*Work to be completed*. Copy out, word for word, everything in the listing below from the line containing "negative clicks: (192, 222)" down to the line containing "box: [0, 120, 474, 355]", including both of those lines.

*Material shown*.
******************************

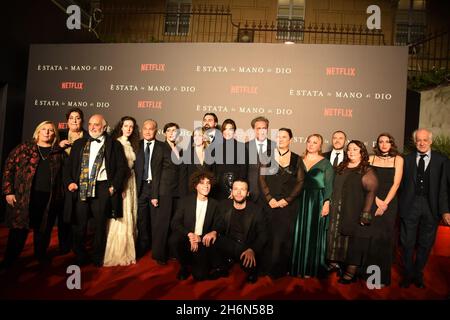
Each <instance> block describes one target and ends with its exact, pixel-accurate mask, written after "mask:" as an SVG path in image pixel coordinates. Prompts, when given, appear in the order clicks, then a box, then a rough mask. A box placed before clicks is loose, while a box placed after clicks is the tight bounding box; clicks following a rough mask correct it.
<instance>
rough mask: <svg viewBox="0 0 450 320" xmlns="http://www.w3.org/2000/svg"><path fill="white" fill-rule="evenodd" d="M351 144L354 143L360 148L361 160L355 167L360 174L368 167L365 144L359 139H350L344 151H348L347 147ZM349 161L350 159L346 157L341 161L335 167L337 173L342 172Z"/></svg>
mask: <svg viewBox="0 0 450 320" xmlns="http://www.w3.org/2000/svg"><path fill="white" fill-rule="evenodd" d="M351 144H355V145H356V146H358V148H359V149H360V154H361V161H360V163H359V164H358V166H357V167H356V168H358V169H359V173H360V174H365V173H366V172H367V169H368V168H369V153H368V152H367V149H366V146H365V145H364V143H362V142H361V141H359V140H352V141H350V142H349V143H348V144H347V148H346V150H345V152H347V153H348V148H349V146H350V145H351ZM349 163H350V159H349V158H348V157H346V158H345V159H344V161H342V162H341V163H340V164H339V166H338V167H337V168H336V172H337V173H338V174H342V172H344V170H345V169H347V165H348V164H349Z"/></svg>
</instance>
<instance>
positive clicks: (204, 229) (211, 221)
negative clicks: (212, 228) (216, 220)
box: [203, 199, 213, 233]
mask: <svg viewBox="0 0 450 320" xmlns="http://www.w3.org/2000/svg"><path fill="white" fill-rule="evenodd" d="M212 220H213V212H212V204H211V200H210V199H208V205H207V207H206V216H205V223H204V224H203V233H205V232H206V230H209V229H210V228H211V227H212V226H211V224H212Z"/></svg>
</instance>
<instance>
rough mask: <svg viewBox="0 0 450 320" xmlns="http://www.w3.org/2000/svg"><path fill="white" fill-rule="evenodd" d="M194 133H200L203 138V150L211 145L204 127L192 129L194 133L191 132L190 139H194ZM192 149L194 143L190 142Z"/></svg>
mask: <svg viewBox="0 0 450 320" xmlns="http://www.w3.org/2000/svg"><path fill="white" fill-rule="evenodd" d="M196 132H201V134H202V136H203V148H205V149H206V148H207V147H208V146H209V144H210V143H211V141H210V139H209V137H208V136H207V135H206V130H205V127H197V128H195V129H194V131H193V132H192V139H194V135H195V133H196ZM192 147H195V143H194V141H192Z"/></svg>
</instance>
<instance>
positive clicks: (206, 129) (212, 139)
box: [202, 112, 222, 144]
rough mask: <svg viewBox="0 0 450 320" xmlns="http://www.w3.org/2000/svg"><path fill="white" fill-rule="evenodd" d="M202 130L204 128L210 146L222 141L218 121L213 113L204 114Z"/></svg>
mask: <svg viewBox="0 0 450 320" xmlns="http://www.w3.org/2000/svg"><path fill="white" fill-rule="evenodd" d="M202 124H203V128H205V131H206V134H207V136H208V137H209V139H210V141H209V143H210V144H215V143H219V142H221V141H222V134H221V133H220V130H219V119H218V118H217V116H216V114H215V113H212V112H208V113H205V115H204V116H203V120H202Z"/></svg>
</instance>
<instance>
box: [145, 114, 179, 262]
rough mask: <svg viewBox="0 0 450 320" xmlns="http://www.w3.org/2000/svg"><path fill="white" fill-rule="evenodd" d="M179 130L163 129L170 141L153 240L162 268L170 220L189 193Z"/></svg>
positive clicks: (166, 140)
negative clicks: (179, 133) (181, 201)
mask: <svg viewBox="0 0 450 320" xmlns="http://www.w3.org/2000/svg"><path fill="white" fill-rule="evenodd" d="M179 130H180V127H179V125H178V124H176V123H172V122H170V123H167V124H166V125H164V129H163V133H164V135H165V136H166V141H165V142H164V149H163V152H164V153H163V165H162V172H161V182H160V186H159V205H158V207H157V208H156V218H155V221H156V225H155V228H154V233H155V236H154V237H152V247H153V250H152V254H153V259H155V260H156V261H157V263H158V264H159V265H166V264H167V257H168V249H169V248H168V240H169V239H168V237H169V231H170V221H171V219H172V216H173V213H174V212H175V211H176V209H177V206H178V205H179V202H180V198H182V197H184V196H185V195H186V194H187V188H186V187H187V177H186V175H187V172H186V166H184V165H183V164H182V156H183V154H182V152H183V150H182V149H180V148H179V147H177V145H176V140H177V137H178V133H179ZM152 221H153V220H152Z"/></svg>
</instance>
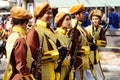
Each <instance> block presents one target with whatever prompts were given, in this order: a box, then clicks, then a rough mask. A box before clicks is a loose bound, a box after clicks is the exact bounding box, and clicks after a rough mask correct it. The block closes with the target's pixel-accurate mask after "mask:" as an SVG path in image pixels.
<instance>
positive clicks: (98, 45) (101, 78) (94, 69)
mask: <svg viewBox="0 0 120 80" xmlns="http://www.w3.org/2000/svg"><path fill="white" fill-rule="evenodd" d="M102 15H103V13H102V12H101V11H100V10H98V9H95V10H93V11H91V12H90V14H89V19H90V20H91V23H92V24H91V25H90V26H88V27H86V28H85V29H86V30H87V32H88V41H89V43H90V50H91V53H90V61H91V63H92V65H94V66H93V70H92V72H93V74H94V76H95V78H96V80H104V79H105V78H104V75H103V71H102V69H101V65H100V55H99V52H98V47H100V46H101V47H105V46H106V37H105V32H104V29H103V28H102V27H101V26H100V23H101V22H102V19H101V18H102Z"/></svg>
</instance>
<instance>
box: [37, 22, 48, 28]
mask: <svg viewBox="0 0 120 80" xmlns="http://www.w3.org/2000/svg"><path fill="white" fill-rule="evenodd" d="M36 24H37V25H39V26H41V27H43V28H50V24H47V23H46V22H44V21H42V20H37V22H36Z"/></svg>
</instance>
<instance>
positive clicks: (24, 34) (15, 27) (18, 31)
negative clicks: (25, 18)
mask: <svg viewBox="0 0 120 80" xmlns="http://www.w3.org/2000/svg"><path fill="white" fill-rule="evenodd" d="M12 30H13V31H14V32H19V33H21V34H22V35H23V36H25V35H26V33H27V32H26V30H24V29H23V28H21V27H20V26H14V27H13V28H12Z"/></svg>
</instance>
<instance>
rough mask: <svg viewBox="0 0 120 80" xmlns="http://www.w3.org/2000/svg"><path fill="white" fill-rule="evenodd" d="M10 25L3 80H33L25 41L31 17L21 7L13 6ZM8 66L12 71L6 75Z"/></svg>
mask: <svg viewBox="0 0 120 80" xmlns="http://www.w3.org/2000/svg"><path fill="white" fill-rule="evenodd" d="M10 16H11V17H12V23H13V24H14V26H13V28H12V32H11V33H10V35H9V37H8V39H7V43H6V52H7V62H8V64H7V68H6V71H5V75H4V80H22V79H23V80H24V79H28V80H34V78H33V76H32V74H31V73H30V69H31V63H32V56H31V51H30V48H29V45H28V44H27V40H26V27H27V24H28V21H29V19H31V18H32V15H31V14H30V13H29V12H28V11H27V10H25V9H24V8H22V7H17V6H14V7H12V9H11V10H10ZM9 64H10V65H11V66H12V70H11V72H10V74H9V75H8V74H7V73H8V71H9Z"/></svg>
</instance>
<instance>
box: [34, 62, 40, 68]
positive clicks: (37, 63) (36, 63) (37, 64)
mask: <svg viewBox="0 0 120 80" xmlns="http://www.w3.org/2000/svg"><path fill="white" fill-rule="evenodd" d="M34 67H35V68H37V69H41V67H42V65H41V63H37V62H36V61H34Z"/></svg>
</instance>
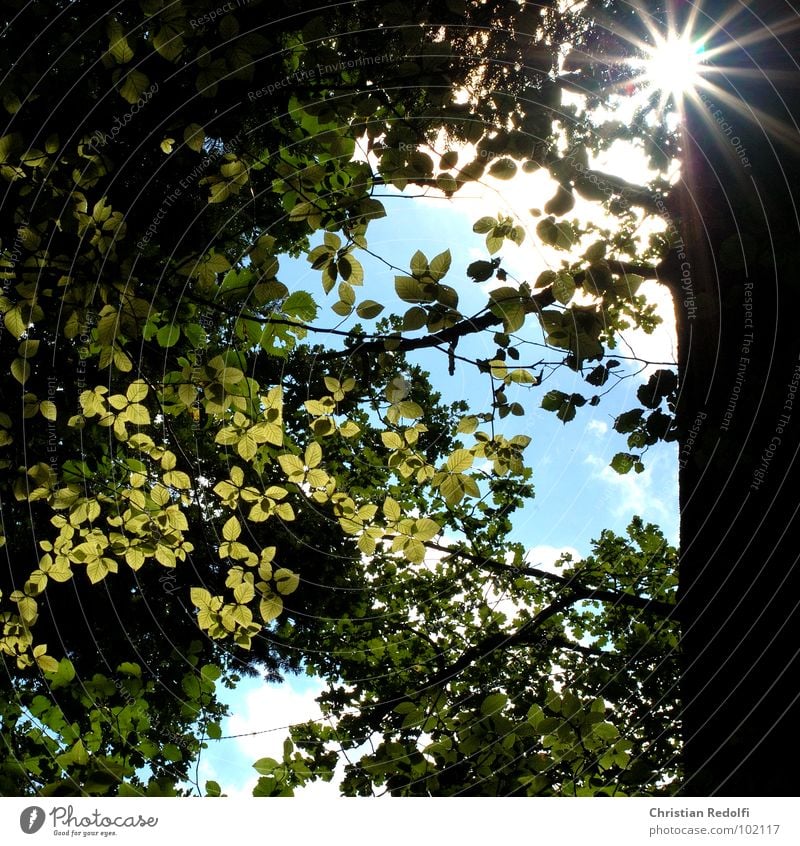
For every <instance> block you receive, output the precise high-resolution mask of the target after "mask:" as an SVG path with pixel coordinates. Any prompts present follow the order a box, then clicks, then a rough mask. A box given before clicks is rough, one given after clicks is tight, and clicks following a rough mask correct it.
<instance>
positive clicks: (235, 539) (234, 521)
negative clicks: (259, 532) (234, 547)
mask: <svg viewBox="0 0 800 846" xmlns="http://www.w3.org/2000/svg"><path fill="white" fill-rule="evenodd" d="M241 533H242V527H241V525H240V524H239V521H238V520H237V519H236V517H231V518H229V519H228V520H227V521H226V522H225V525H224V526H223V527H222V537H223V538H224V539H225V540H226V541H235V540H236V539H237V538H238V537H239V535H240V534H241Z"/></svg>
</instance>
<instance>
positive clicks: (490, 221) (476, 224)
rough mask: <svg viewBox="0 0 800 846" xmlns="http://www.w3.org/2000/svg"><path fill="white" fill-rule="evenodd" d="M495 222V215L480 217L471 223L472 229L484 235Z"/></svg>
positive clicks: (472, 229)
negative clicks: (486, 216)
mask: <svg viewBox="0 0 800 846" xmlns="http://www.w3.org/2000/svg"><path fill="white" fill-rule="evenodd" d="M497 222H498V221H497V218H496V217H481V218H479V219H478V220H476V221H475V223H473V224H472V231H473V232H477V233H478V234H479V235H485V234H486V233H487V232H491V231H492V230H493V229H494V228H495V226H497Z"/></svg>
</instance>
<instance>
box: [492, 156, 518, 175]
mask: <svg viewBox="0 0 800 846" xmlns="http://www.w3.org/2000/svg"><path fill="white" fill-rule="evenodd" d="M516 172H517V163H516V162H515V161H514V160H513V159H509V158H503V159H497V160H496V161H494V162H493V163H492V165H491V167H490V168H489V176H493V177H494V178H495V179H503V180H505V179H512V178H513V177H514V175H515V174H516Z"/></svg>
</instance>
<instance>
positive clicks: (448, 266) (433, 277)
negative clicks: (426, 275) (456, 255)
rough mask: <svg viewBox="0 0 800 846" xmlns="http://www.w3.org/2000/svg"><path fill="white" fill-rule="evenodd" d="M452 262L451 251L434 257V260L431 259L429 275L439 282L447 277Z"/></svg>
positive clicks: (447, 250) (443, 252) (446, 252)
mask: <svg viewBox="0 0 800 846" xmlns="http://www.w3.org/2000/svg"><path fill="white" fill-rule="evenodd" d="M451 262H452V256H451V255H450V250H445V251H444V252H443V253H439V255H437V256H434V258H432V259H431V265H430V269H429V273H430V275H431V276H432V277H433V279H434V281H436V282H438V281H439V280H440V279H443V278H444V277H445V276H446V275H447V271H448V270H450V264H451Z"/></svg>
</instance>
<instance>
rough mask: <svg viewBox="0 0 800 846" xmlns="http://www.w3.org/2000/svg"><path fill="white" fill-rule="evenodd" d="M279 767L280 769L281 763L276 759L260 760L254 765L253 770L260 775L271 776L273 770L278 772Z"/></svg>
mask: <svg viewBox="0 0 800 846" xmlns="http://www.w3.org/2000/svg"><path fill="white" fill-rule="evenodd" d="M278 767H280V763H279V762H278V761H276V760H275V759H274V758H259V759H258V760H257V761H256V762H255V764H253V769H254V770H255V771H256V772H257V773H258V774H259V775H269V774H270V773H271V772H273V770H277V769H278Z"/></svg>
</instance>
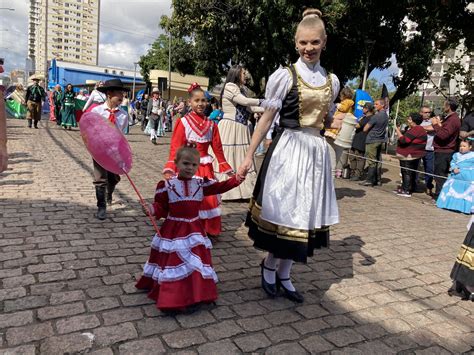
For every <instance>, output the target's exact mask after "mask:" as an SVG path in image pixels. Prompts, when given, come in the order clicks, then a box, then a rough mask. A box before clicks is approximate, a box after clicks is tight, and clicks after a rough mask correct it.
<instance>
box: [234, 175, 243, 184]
mask: <svg viewBox="0 0 474 355" xmlns="http://www.w3.org/2000/svg"><path fill="white" fill-rule="evenodd" d="M235 177H236V178H237V181H238V182H239V183H242V182H244V181H245V176H242V175H239V174H235Z"/></svg>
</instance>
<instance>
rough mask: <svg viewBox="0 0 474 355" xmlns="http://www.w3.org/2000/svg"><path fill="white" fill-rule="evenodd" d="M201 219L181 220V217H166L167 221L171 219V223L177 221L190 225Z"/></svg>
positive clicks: (199, 217)
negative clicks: (192, 222)
mask: <svg viewBox="0 0 474 355" xmlns="http://www.w3.org/2000/svg"><path fill="white" fill-rule="evenodd" d="M199 218H200V217H199V216H198V217H193V218H181V217H173V216H168V217H166V219H169V220H171V221H177V222H188V223H191V222H195V221H197V220H198V219H199Z"/></svg>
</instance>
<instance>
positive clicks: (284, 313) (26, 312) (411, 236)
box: [0, 120, 474, 355]
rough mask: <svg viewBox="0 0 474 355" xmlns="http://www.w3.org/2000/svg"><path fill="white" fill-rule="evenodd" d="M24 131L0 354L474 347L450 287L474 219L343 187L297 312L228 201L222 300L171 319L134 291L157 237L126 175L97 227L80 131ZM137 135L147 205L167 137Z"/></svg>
mask: <svg viewBox="0 0 474 355" xmlns="http://www.w3.org/2000/svg"><path fill="white" fill-rule="evenodd" d="M25 126H26V122H25V121H20V120H9V121H8V136H9V143H8V144H9V151H10V162H9V170H8V171H6V172H5V173H3V174H0V250H1V253H0V279H1V281H2V284H1V288H0V301H1V313H0V333H1V334H0V353H1V354H39V353H41V354H59V353H61V354H62V353H91V354H92V353H93V354H104V355H105V354H155V353H162V352H169V353H173V352H180V353H183V354H184V353H186V354H196V353H202V354H228V353H243V352H257V353H268V354H277V353H279V354H288V353H291V354H293V355H296V354H305V353H331V354H341V353H350V354H371V353H372V354H391V353H402V354H412V353H416V354H445V353H446V354H448V353H467V352H472V351H473V347H474V317H473V316H474V303H471V302H465V301H460V300H459V299H458V298H451V297H449V296H448V295H447V293H446V290H447V289H448V288H449V286H450V284H451V282H450V280H449V273H450V270H451V267H452V265H453V262H454V259H455V256H456V255H457V252H458V249H459V247H460V244H461V242H462V241H463V239H464V236H465V234H466V223H467V221H468V217H467V216H465V215H460V214H456V213H450V212H447V211H443V210H439V209H436V208H435V207H434V206H430V205H427V204H423V203H422V202H421V201H420V200H417V199H401V198H397V196H395V195H394V194H392V193H391V192H387V191H384V190H383V189H379V188H363V187H361V186H359V185H357V184H353V183H351V182H348V181H341V180H338V181H337V182H336V186H337V194H338V199H339V201H338V202H339V207H340V213H341V223H340V224H339V225H337V226H336V227H335V228H333V233H332V242H331V243H332V244H331V247H330V249H328V250H323V251H320V252H318V253H317V254H316V256H315V257H314V258H312V259H311V260H310V262H309V263H308V264H307V265H297V266H295V268H294V273H293V276H294V279H295V281H296V282H295V285H296V287H297V288H298V289H299V290H300V291H302V292H303V293H304V296H305V303H304V304H302V305H298V304H294V303H292V302H290V301H288V300H286V299H283V298H281V297H280V298H277V299H275V300H271V299H267V297H266V296H265V294H264V293H263V291H262V290H261V289H260V287H259V285H260V270H259V267H258V264H259V263H260V261H261V259H262V257H263V254H262V253H261V252H259V251H256V250H255V249H253V247H252V243H251V241H250V240H249V239H248V237H247V235H246V229H245V227H244V226H243V220H244V216H245V210H246V204H244V203H225V204H224V206H223V207H224V208H223V212H224V217H223V227H224V232H223V233H222V235H221V236H220V237H219V238H218V239H217V241H216V242H215V243H214V249H213V260H214V264H215V268H216V271H217V273H218V276H219V278H220V283H219V292H220V296H219V300H218V302H217V305H216V306H209V307H203V308H202V309H201V310H199V311H197V312H195V313H193V314H184V315H178V316H168V315H165V314H163V313H161V312H160V311H158V310H157V309H156V308H155V306H154V305H153V304H151V302H150V300H148V299H147V297H146V294H144V293H141V292H137V290H136V289H135V288H134V281H135V279H136V278H137V277H138V276H139V275H140V273H141V267H142V265H143V264H144V262H145V261H146V258H147V256H148V253H149V243H150V241H151V235H152V233H153V232H152V228H151V226H150V223H149V222H147V221H146V218H145V217H144V216H143V215H142V213H141V210H140V207H139V204H138V203H137V198H136V196H135V193H134V191H133V190H132V188H131V186H130V184H129V183H128V181H125V180H122V182H121V183H120V184H119V185H118V191H117V194H116V199H115V203H114V206H113V207H112V209H111V210H110V211H109V217H110V218H109V219H108V220H106V221H103V222H102V221H98V220H96V219H95V218H93V214H94V212H95V210H96V207H95V195H94V189H93V186H92V177H91V174H92V161H91V158H90V156H89V154H88V152H87V151H86V149H85V148H84V145H83V143H82V141H81V139H80V136H79V132H78V131H77V130H76V131H65V130H63V129H60V128H58V127H57V126H56V125H55V124H54V123H51V122H48V121H41V122H40V129H38V130H34V129H28V128H26V127H25ZM128 138H129V141H130V143H131V146H132V149H133V152H134V168H133V169H132V172H131V176H132V178H133V179H134V181H135V183H136V184H137V186H138V187H139V188H140V190H141V192H142V194H143V195H144V196H145V197H146V198H151V197H152V196H153V193H154V187H155V184H156V182H157V181H158V180H160V179H161V174H160V171H161V169H162V166H163V163H164V161H165V160H166V157H167V154H168V144H169V138H165V139H160V140H159V143H160V144H159V145H157V146H153V145H152V144H151V143H150V142H149V141H148V140H147V137H146V136H144V135H143V134H142V133H141V132H140V131H139V128H138V127H133V128H132V133H131V135H130V136H129V137H128ZM392 173H393V174H394V175H396V173H395V172H392Z"/></svg>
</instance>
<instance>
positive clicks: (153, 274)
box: [143, 251, 218, 284]
mask: <svg viewBox="0 0 474 355" xmlns="http://www.w3.org/2000/svg"><path fill="white" fill-rule="evenodd" d="M178 255H179V257H180V258H181V260H183V263H182V264H181V265H178V266H174V267H165V268H164V269H162V268H161V267H160V266H158V265H157V264H151V263H148V262H147V263H146V264H145V266H144V267H143V274H144V275H145V276H148V277H151V278H152V279H153V280H155V281H156V282H158V283H159V284H161V283H163V282H173V281H179V280H182V279H185V278H186V277H188V276H189V275H191V274H192V273H193V272H194V271H197V272H199V273H200V274H201V276H202V277H203V278H204V279H212V280H214V282H216V283H217V282H218V278H217V275H216V272H215V271H214V269H213V268H212V266H211V265H207V264H203V262H202V261H201V258H200V257H199V256H197V255H195V254H193V253H191V252H189V251H187V252H178Z"/></svg>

******************************

*Response area*.
negative clicks: (192, 222)
mask: <svg viewBox="0 0 474 355" xmlns="http://www.w3.org/2000/svg"><path fill="white" fill-rule="evenodd" d="M199 218H200V217H199V216H198V217H193V218H181V217H173V216H168V217H166V219H169V220H171V221H177V222H188V223H191V222H195V221H197V220H198V219H199Z"/></svg>
</instance>
<instance>
positive clicks: (284, 313) (26, 312) (411, 236)
box: [0, 120, 474, 355]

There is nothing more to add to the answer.